* **INPUT MATERIAL**:
=== Begin Enclosure ===

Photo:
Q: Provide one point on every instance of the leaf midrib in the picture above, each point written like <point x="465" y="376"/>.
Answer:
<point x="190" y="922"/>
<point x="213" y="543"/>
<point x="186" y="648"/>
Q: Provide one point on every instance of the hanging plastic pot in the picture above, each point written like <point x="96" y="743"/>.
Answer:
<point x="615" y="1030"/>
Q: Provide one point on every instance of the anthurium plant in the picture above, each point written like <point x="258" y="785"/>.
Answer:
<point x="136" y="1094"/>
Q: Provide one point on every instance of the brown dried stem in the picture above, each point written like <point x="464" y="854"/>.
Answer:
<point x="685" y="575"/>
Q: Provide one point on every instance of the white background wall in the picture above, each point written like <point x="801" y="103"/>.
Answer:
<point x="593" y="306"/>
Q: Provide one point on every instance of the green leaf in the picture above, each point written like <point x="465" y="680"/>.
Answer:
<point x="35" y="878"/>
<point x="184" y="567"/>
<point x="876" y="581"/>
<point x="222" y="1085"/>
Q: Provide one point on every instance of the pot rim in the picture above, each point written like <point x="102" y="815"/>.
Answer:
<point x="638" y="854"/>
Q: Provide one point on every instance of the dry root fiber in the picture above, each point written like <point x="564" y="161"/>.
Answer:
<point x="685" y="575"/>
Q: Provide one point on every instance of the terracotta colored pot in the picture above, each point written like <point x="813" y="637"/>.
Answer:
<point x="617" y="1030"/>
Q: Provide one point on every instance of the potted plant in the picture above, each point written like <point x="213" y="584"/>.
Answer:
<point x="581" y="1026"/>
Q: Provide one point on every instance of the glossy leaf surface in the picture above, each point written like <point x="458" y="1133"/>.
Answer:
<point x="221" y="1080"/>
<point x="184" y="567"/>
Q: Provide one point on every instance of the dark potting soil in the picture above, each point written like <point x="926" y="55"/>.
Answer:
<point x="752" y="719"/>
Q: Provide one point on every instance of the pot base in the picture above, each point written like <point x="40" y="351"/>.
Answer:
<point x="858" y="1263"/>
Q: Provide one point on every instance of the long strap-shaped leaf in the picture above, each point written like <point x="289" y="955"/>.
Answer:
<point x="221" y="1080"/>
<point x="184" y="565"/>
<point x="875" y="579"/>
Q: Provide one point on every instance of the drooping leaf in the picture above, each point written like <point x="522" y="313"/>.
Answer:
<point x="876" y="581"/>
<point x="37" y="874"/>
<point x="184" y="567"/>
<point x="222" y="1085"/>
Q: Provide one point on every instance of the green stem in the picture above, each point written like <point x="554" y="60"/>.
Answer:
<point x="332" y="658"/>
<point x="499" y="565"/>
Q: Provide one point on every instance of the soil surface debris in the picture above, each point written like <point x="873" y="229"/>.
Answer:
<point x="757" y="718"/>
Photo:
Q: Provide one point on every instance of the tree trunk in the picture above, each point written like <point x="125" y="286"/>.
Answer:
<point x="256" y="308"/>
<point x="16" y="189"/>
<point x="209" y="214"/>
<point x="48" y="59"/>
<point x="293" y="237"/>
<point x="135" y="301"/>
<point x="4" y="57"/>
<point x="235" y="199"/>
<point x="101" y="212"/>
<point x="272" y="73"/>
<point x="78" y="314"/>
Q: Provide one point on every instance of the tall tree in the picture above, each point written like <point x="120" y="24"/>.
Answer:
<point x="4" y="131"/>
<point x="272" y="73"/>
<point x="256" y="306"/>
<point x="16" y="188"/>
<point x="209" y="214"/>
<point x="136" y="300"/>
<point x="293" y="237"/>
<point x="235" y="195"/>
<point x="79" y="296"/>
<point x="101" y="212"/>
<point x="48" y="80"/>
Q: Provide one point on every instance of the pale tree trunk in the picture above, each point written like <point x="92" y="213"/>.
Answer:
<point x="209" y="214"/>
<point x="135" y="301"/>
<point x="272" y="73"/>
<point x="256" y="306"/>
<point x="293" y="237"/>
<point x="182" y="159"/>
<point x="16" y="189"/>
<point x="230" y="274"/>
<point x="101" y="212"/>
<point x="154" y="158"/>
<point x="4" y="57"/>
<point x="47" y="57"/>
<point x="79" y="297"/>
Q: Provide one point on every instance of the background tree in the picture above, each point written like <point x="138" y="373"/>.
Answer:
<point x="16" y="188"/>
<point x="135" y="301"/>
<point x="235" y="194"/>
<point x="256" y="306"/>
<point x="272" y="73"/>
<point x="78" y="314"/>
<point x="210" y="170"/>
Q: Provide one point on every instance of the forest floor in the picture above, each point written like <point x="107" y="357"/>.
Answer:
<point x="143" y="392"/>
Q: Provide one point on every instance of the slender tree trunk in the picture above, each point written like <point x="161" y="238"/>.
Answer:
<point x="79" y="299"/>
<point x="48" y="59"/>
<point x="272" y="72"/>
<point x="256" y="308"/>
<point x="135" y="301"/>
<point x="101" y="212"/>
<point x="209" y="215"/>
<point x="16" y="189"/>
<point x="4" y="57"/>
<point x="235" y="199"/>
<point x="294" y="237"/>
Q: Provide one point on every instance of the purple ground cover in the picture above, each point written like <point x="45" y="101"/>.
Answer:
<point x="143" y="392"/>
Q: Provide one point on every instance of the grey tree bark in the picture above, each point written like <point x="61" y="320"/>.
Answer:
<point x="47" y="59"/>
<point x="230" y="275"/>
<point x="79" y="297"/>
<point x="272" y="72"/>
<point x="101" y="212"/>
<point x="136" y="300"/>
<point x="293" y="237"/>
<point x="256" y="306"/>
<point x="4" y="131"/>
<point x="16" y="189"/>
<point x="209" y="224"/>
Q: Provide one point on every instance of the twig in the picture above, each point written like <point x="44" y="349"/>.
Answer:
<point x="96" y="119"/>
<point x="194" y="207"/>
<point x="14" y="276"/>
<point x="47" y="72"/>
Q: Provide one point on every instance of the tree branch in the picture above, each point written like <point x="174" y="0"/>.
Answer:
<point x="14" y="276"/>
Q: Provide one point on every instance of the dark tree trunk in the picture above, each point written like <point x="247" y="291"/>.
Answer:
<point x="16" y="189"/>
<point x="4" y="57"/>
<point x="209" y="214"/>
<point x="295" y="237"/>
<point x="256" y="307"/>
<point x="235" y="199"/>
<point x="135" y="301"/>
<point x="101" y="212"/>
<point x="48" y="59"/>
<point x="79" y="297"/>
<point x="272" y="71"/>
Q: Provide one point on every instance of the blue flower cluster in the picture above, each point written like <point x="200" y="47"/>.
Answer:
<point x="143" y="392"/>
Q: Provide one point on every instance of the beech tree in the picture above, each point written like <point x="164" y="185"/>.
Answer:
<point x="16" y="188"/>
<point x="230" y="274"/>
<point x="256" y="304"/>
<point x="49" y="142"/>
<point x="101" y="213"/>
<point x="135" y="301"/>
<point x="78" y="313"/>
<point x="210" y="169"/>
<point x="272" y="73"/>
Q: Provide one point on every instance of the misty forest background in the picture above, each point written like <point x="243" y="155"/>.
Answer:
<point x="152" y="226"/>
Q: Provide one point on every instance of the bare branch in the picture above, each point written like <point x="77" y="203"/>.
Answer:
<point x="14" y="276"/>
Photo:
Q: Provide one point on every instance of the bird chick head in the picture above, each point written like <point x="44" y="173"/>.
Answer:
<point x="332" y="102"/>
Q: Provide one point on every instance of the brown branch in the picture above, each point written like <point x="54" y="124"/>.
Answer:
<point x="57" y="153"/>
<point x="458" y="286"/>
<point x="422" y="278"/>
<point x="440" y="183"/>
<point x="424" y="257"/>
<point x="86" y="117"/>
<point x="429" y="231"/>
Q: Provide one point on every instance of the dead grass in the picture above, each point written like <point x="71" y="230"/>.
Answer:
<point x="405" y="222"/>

=== End Enclosure ===

* **DIRECTIONS**:
Find each line in the records above that contains "plant", and copy it.

* **TASK ANSWER**:
Q: Provide one point on every instance of the anthurium plant in the picture above, each point written like <point x="258" y="785"/>.
Q: Provide one point on every instance of the potted plant in the picture above, each point written like <point x="213" y="584"/>.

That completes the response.